Start of Block

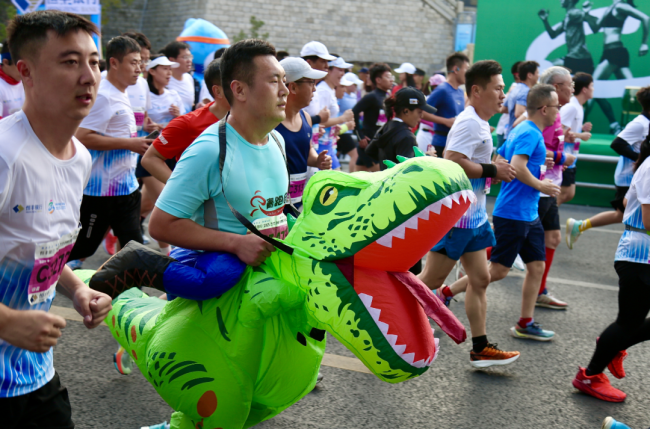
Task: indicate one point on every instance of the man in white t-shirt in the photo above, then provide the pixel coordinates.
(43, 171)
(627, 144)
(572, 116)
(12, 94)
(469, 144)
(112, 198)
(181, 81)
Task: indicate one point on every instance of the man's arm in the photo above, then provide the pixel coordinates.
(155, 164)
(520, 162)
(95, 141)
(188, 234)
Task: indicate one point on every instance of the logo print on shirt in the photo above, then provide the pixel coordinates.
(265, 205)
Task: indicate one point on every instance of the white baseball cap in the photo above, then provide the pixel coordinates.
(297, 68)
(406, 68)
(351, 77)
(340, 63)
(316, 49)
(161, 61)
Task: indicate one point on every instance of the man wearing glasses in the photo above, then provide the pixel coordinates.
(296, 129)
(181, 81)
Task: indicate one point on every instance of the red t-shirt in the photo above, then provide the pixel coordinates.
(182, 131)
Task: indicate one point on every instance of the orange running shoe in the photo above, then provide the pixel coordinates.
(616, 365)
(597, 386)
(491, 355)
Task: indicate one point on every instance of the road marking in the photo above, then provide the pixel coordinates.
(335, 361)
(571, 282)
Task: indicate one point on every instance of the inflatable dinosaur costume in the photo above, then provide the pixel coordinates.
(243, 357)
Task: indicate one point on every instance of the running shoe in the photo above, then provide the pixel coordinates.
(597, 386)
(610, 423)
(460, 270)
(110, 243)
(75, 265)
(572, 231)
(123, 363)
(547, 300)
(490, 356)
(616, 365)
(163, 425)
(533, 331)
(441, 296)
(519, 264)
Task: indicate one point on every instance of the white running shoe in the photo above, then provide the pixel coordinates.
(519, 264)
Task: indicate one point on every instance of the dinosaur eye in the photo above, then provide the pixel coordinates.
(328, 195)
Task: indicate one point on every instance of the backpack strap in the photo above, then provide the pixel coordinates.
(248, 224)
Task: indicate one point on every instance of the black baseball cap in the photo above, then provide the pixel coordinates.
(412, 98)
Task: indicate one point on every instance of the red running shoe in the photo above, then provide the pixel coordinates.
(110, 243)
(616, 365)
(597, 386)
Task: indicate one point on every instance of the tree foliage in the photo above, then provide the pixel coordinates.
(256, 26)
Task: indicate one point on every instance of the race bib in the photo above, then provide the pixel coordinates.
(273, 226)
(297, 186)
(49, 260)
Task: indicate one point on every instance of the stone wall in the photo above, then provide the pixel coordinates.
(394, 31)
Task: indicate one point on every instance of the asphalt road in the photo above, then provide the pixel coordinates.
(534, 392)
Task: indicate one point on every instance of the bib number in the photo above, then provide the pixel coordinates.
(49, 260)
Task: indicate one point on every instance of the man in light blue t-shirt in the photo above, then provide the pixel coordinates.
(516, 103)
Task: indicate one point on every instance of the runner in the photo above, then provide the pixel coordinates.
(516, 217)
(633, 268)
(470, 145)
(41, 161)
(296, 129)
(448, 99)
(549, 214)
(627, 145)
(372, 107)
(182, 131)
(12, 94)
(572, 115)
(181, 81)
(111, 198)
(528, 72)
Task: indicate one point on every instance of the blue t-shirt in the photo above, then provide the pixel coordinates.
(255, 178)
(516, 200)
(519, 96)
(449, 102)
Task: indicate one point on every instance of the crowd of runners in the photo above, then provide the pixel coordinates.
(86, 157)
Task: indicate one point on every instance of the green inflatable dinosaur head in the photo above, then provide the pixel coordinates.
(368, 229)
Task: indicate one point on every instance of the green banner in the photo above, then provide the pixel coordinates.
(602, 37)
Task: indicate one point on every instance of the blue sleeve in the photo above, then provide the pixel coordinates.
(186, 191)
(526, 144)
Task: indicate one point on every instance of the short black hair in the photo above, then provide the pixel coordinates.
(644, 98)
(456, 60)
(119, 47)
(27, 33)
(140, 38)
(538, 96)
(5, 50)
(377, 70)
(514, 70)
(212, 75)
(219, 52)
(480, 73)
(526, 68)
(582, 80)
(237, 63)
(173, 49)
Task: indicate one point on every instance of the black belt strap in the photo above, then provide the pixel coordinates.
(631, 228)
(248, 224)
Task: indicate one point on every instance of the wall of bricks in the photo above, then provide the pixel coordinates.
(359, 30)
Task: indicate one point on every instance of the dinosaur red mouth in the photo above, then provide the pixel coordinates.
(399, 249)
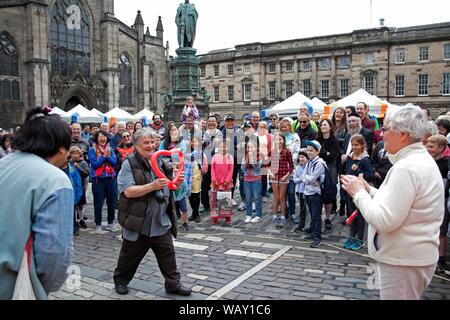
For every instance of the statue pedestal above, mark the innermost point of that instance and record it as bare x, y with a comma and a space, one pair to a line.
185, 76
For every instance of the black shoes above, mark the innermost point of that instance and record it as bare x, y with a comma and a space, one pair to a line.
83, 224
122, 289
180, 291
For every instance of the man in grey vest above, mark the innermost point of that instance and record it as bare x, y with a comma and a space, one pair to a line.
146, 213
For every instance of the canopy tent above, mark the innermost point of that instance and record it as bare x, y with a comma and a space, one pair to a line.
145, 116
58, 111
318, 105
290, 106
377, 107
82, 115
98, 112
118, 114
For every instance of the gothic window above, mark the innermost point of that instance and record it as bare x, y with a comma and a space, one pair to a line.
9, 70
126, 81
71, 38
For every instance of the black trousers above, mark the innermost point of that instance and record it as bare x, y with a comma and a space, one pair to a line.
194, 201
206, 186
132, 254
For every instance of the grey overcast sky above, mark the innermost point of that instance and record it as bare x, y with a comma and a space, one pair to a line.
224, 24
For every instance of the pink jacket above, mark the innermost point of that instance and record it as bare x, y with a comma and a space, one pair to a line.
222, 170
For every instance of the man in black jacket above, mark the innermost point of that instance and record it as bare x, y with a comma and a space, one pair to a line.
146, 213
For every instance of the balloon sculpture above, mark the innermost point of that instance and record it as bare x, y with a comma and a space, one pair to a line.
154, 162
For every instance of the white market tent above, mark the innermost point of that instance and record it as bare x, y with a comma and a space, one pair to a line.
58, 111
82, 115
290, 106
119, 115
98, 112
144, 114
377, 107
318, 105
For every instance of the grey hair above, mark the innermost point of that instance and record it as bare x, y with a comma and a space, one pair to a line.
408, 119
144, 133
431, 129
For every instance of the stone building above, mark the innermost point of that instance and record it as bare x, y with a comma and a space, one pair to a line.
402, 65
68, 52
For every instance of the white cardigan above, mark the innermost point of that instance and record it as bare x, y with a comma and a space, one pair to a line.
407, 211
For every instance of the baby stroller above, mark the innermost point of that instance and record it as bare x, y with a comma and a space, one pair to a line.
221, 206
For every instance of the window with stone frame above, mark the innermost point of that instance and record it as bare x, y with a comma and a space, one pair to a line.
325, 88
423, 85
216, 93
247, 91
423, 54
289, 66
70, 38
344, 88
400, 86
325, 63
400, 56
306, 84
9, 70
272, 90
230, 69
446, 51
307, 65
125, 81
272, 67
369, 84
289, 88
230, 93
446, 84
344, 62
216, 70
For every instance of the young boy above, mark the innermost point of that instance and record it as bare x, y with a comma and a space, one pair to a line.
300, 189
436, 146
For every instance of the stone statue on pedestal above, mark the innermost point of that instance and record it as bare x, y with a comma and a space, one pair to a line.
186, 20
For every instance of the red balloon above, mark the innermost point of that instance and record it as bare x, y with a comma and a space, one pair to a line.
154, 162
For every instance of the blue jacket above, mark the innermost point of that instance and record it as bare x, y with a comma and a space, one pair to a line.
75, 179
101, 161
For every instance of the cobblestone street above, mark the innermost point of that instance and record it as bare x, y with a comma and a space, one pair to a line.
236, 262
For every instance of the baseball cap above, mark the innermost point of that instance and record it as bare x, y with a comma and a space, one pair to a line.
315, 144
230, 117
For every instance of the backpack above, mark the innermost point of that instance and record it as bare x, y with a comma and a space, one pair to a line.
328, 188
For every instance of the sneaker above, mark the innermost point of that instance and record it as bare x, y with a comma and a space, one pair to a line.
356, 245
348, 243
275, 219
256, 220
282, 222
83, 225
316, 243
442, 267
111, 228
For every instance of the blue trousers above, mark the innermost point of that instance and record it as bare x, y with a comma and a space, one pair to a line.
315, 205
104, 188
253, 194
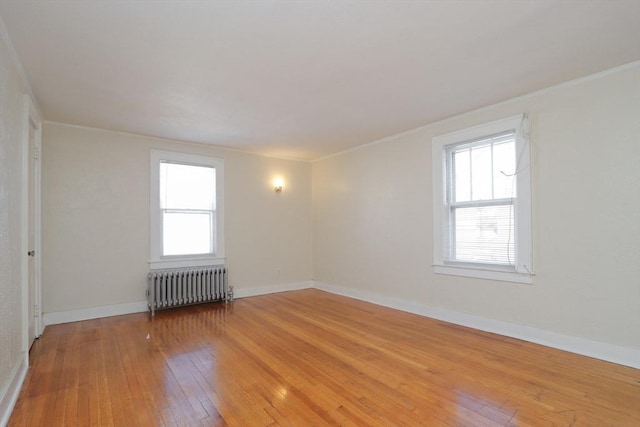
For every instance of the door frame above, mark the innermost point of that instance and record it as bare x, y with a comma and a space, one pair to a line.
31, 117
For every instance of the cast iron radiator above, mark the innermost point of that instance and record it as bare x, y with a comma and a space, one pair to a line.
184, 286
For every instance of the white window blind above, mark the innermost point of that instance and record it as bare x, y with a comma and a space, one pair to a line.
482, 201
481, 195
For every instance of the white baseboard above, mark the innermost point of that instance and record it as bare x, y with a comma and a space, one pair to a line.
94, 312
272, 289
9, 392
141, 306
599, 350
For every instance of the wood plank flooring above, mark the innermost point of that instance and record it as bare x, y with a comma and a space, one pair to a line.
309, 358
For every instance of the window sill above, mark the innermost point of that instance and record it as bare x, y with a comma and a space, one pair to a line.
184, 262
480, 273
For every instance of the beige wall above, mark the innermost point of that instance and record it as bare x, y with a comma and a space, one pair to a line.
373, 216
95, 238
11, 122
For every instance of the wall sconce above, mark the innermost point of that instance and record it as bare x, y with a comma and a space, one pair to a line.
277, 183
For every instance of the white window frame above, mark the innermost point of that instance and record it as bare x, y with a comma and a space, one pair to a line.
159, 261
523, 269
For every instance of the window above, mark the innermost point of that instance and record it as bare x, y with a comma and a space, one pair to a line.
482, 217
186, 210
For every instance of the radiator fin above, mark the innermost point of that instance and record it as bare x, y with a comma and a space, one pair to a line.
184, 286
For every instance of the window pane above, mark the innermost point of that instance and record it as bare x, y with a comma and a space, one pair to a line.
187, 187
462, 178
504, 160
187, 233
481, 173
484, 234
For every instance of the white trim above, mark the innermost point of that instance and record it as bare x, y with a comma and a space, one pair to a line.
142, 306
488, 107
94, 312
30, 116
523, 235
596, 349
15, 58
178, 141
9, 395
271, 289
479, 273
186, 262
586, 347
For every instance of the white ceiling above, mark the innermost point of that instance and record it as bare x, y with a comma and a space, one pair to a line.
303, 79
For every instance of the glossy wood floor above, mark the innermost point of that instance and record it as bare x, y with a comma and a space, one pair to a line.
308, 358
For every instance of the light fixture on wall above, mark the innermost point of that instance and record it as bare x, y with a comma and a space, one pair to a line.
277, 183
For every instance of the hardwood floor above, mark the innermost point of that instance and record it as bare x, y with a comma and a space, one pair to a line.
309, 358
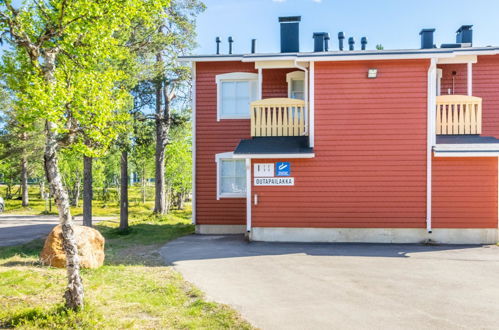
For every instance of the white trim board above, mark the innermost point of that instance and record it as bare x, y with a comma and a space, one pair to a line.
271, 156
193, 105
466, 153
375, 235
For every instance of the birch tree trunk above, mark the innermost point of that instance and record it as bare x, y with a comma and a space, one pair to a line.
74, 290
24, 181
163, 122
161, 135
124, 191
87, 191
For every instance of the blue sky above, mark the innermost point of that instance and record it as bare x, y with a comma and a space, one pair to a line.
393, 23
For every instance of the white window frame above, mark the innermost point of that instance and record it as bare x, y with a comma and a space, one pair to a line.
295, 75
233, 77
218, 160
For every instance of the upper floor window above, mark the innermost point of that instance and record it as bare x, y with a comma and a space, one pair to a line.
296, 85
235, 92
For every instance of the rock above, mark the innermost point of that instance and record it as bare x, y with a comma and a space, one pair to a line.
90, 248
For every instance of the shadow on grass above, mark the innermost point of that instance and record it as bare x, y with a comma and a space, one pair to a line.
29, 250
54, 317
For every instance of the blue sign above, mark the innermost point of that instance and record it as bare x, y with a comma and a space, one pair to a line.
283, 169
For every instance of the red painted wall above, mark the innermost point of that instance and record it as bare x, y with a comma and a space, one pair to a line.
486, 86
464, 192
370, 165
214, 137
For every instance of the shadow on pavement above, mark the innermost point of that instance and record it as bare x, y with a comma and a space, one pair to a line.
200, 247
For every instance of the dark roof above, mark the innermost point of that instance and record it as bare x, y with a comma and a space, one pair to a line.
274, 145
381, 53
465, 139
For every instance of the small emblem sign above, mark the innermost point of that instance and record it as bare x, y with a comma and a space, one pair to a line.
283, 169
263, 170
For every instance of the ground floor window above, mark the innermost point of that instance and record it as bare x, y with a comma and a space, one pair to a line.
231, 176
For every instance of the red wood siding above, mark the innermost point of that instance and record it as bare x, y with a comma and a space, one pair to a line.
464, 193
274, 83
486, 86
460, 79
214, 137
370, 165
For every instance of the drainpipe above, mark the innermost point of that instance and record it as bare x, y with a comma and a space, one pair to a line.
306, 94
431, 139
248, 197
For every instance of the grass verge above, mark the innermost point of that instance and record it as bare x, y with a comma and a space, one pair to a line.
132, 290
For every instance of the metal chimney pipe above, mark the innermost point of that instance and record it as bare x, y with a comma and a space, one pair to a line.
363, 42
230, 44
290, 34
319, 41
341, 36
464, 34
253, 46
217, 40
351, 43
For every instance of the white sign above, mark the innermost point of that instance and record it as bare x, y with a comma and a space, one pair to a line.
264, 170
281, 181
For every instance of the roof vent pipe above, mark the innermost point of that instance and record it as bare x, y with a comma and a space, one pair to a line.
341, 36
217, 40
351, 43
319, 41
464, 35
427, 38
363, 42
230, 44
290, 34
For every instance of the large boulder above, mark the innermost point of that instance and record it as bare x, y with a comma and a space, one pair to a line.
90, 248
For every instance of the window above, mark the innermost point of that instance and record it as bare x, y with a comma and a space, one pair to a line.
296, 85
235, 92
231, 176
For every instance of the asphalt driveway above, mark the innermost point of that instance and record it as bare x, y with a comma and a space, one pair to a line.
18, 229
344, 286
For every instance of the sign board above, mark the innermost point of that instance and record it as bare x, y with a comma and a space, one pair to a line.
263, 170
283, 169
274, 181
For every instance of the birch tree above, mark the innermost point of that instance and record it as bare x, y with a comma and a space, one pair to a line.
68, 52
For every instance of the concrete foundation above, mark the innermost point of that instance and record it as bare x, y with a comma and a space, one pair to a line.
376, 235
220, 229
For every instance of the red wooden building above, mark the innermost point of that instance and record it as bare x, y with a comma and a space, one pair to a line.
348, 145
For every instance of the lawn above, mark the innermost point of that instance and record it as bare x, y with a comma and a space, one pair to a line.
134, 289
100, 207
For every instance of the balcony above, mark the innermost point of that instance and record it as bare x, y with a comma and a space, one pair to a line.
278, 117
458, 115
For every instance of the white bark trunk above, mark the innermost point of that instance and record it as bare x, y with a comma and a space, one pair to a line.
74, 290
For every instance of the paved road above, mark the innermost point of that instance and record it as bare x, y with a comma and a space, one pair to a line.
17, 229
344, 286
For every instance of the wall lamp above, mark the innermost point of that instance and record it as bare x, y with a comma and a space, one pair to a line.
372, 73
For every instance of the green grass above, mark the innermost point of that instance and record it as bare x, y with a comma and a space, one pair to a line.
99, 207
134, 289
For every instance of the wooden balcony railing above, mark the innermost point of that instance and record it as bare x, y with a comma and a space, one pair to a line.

End of Block

Work to complete:
Lines before the one containing "For every instance of the paved" are not wanted; please set down that line and every line after it through the end of the material, exactly.

Answer for the task:
For every instance of the paved road above, mark the innermost point of that instance and record it as bare x, y with a comma and a space, one pair to a line.
17, 229
344, 286
For every instance of the wall lamp above, mark the innermost point of that instance and record it as bare x, y with a comma and a space, one pair to a line.
372, 73
For every instance of the green grass above, mark the innermost point of that instance and record it as bare x, y with a comma and a space, one pair to a line.
99, 207
134, 289
For every instance of the wooden balcony railing above, mark the innermost point of that instance and record it as bare x, y with a comma and a space, one pair to a line.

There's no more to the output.